** START OF SUPPLIED DATA **

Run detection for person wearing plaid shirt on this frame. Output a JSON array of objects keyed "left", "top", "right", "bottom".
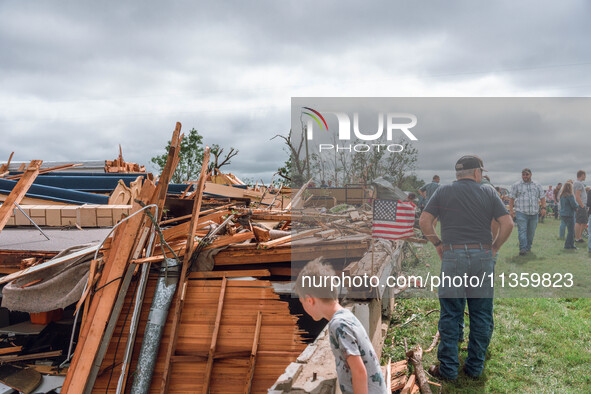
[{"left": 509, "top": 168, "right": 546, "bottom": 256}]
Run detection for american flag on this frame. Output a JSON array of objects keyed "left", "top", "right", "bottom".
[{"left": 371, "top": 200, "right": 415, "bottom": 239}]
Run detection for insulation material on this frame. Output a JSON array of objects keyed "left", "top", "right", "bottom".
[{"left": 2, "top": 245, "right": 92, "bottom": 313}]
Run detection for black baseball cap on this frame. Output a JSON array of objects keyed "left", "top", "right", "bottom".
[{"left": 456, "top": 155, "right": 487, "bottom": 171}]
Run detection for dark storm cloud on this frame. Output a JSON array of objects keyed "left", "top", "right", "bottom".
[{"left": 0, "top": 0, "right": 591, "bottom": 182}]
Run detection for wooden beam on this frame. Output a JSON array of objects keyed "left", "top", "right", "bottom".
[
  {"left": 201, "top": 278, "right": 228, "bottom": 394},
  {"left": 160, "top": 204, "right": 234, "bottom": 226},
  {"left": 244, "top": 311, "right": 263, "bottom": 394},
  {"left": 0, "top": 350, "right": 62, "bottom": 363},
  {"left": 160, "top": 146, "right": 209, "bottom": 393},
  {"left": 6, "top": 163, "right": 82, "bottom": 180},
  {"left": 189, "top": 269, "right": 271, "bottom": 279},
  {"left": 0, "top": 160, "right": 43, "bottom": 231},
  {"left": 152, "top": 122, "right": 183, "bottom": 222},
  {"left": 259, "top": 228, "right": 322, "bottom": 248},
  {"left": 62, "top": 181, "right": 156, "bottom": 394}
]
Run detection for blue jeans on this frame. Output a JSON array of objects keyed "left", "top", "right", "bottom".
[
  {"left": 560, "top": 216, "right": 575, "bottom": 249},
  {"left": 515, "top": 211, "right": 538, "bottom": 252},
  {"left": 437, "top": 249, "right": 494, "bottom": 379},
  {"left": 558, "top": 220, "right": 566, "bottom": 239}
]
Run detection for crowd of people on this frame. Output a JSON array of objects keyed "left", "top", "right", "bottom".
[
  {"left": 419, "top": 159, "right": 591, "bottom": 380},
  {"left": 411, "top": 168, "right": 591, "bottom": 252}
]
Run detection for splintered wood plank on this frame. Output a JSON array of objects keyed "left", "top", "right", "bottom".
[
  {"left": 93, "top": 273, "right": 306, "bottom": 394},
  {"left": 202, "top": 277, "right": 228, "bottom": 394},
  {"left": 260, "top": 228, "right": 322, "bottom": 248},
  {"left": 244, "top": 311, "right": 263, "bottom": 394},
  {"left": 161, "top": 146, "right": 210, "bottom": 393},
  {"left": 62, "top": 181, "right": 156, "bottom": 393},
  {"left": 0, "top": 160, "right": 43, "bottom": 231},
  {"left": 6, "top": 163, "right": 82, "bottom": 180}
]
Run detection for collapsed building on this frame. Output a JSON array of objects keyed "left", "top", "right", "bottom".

** END OF SUPPLIED DATA **
** START OF SUPPLIED DATA **

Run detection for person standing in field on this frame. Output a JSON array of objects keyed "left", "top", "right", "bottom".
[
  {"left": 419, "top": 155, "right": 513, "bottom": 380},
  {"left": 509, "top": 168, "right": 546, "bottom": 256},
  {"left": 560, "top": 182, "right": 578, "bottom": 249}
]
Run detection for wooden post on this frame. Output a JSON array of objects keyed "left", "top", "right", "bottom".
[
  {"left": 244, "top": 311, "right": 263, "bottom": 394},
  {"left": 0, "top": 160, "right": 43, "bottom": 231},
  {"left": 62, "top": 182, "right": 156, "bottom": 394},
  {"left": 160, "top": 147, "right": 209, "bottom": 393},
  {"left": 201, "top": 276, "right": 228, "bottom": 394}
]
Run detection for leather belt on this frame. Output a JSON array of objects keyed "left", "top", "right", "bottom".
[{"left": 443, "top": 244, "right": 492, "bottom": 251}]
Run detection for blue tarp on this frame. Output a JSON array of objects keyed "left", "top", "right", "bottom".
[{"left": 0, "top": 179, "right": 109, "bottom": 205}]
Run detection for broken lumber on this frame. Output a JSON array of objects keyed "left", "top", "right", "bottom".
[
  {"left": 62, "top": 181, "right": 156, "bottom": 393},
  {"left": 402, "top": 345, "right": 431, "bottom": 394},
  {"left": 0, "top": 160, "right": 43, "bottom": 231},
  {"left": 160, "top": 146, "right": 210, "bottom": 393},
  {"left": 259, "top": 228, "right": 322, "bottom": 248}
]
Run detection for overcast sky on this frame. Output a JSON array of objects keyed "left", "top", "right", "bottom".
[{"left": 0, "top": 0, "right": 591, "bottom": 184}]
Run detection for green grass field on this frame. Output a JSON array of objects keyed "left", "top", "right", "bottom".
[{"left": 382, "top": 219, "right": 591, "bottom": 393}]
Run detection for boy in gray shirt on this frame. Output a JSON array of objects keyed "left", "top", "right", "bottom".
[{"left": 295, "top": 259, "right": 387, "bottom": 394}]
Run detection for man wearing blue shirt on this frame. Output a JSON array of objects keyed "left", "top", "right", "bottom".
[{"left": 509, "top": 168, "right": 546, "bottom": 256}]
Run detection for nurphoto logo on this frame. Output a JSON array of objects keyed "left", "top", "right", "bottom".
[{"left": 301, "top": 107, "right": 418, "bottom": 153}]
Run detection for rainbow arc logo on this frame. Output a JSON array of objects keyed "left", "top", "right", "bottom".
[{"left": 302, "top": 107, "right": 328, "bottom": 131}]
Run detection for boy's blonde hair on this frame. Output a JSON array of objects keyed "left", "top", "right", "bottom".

** END OF SUPPLIED DATA **

JOB:
From the data above, pick out each line that contains the string "wearing" and copy it. Case counts.

ANSWER:
Run detection for person wearing plaid shirt on this frame. Output a JSON array of objects keyed "left", "top", "right", "bottom".
Run detection for man wearing blue shirt on this frame. Output a JSON array of objects keyed "left", "top", "right", "bottom".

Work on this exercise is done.